*DOCUMENT SECTION*:
_ _ _

Andrew Bridgen isn’t the only conspiracy theorist when it comes to the NHS

When things go wrong, we are all primed to go looking for someone to blame.

By Jonn Elledge

So, Andrew Bridgen has destroyed his reputation. This seems like an unlikely turn of events, since it’s not like the reputation of the arch-Brexiteer and Tory MP for North West Leicestershire was looking that perky to start with. Yet manage it he has, by ramping up his nonsensical and damaging comments about the “experimental” Covid vaccine and its mysteriously hushed-up side effects. When asked for evidence of all this Bridgen has, unsurprisingly, failed to provide any.

On Wednesday he finally said something bad enough that even this Conservative Party felt it had to act. “As one consultant cardiologist said to me,” he tweeted, “this is the biggest crime against humanity since the Holocaust.” No consultants, cardiologist or otherwise, have yet come forward to claim responsibility. Bridgen promptly lost the whip and is out of the party, and there are now discussions over whether a man who spread conspiracy theories that could endanger public health should really be eligible to stand for the Tories again.

This is not a flattering observation, I fear, but: Bridgen fits neatly with our sense of what a conspiracy theorist is supposed to be like. He has claimed that shadowy forces are involved in a plot against the public for some unknown but nefarious reason, which is pretty much the definition of a conspiracy theory. More than that, he seems at a slight remove from reality, tweeting from a parallel universe of his own alternative facts, drawn from websites far removed from the wicked mainstream media. He may not have the YouTube following or the tinfoil hat, but when we think of the new conspiracism, it’s men like Bridgen we probably picture.

_ _ _

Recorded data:

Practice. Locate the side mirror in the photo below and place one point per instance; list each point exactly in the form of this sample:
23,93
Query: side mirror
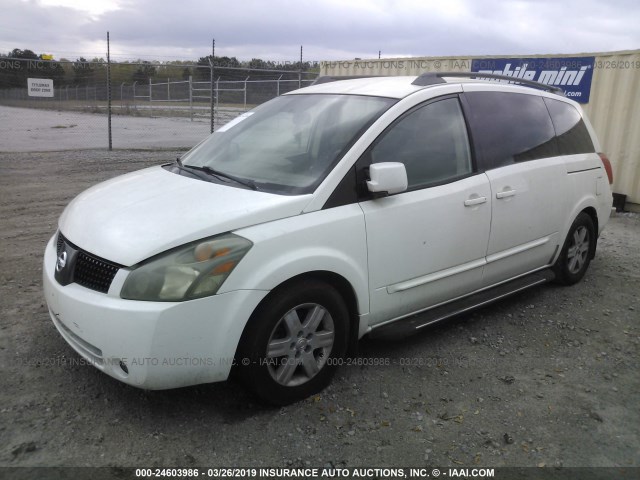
387,178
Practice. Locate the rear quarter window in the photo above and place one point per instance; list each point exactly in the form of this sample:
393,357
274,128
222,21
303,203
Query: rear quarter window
511,127
571,131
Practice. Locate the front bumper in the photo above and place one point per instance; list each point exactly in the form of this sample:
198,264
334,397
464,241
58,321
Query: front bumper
151,345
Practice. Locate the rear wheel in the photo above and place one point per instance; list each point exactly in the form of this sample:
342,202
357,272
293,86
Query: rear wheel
577,251
290,345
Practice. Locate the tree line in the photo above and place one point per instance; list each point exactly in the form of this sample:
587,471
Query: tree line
18,65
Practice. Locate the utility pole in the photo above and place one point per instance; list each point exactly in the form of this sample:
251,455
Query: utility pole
300,71
109,91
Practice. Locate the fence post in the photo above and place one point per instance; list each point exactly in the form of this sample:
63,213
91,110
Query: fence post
245,92
191,97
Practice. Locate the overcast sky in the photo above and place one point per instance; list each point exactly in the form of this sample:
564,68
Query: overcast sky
327,29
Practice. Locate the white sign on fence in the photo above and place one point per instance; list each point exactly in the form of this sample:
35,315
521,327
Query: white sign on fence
40,87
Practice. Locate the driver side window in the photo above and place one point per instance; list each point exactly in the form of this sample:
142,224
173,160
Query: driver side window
431,141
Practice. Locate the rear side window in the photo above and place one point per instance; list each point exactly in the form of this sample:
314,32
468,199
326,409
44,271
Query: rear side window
572,134
432,143
511,127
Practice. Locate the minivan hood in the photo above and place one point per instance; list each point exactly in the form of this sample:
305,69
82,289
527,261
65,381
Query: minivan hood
135,216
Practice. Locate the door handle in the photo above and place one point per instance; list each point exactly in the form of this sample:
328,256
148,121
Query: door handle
505,194
474,201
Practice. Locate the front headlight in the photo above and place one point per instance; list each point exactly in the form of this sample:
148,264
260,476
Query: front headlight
192,271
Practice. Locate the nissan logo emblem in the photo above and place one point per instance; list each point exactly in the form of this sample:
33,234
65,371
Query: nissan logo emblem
62,261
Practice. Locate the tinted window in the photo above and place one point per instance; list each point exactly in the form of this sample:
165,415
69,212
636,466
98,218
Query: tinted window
431,141
511,127
573,136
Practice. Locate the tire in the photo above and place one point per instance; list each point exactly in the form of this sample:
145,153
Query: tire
291,344
577,251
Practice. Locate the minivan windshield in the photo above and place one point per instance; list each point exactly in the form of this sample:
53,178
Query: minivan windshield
289,144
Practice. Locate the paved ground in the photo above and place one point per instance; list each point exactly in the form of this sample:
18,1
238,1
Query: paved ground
550,377
31,130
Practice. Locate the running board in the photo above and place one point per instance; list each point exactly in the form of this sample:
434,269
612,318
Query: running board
407,326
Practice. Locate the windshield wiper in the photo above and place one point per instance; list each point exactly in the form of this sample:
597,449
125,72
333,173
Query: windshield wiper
220,175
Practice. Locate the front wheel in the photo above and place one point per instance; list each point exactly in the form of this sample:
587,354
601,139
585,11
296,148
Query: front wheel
290,345
577,251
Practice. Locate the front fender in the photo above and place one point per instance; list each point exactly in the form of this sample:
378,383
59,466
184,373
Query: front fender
332,240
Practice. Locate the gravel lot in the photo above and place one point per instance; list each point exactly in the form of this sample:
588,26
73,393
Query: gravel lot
550,377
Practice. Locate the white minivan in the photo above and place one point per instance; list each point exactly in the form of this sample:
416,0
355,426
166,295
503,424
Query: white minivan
367,206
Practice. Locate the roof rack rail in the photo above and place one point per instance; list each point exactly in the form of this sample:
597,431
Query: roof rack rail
337,78
433,78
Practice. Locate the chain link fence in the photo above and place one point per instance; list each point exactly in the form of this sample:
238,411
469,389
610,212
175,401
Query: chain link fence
64,105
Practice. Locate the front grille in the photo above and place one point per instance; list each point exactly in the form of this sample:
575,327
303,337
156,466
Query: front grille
90,271
94,273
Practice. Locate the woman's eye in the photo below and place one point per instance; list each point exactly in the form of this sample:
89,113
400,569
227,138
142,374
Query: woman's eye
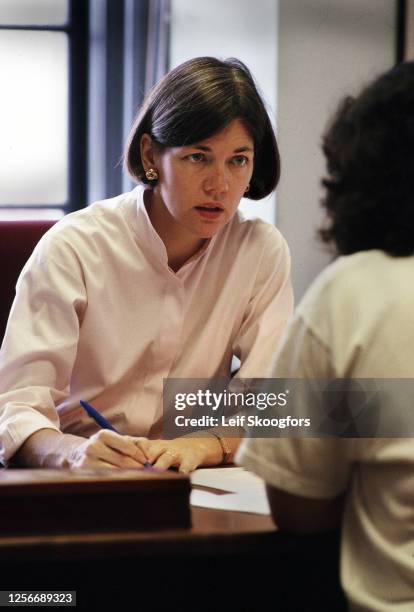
196,157
240,160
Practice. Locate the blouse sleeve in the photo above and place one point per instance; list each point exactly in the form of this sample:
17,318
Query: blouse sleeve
40,343
269,309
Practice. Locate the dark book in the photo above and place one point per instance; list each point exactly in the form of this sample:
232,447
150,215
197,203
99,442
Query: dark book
65,501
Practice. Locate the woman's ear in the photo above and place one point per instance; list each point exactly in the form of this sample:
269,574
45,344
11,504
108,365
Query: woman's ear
147,152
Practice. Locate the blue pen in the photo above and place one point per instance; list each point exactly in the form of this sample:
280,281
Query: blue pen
102,422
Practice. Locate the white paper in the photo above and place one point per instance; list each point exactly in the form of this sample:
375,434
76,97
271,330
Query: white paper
244,491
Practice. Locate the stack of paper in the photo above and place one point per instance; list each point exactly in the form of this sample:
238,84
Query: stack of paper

_ _ _

*TASK OBJECTIVE*: In the article on Andrew Bridgen, which constituency is he said to represent as a Tory MP? The items above were drawn from a separate source unrelated to the article.

*ANSWER SECTION*: North West Leicestershire.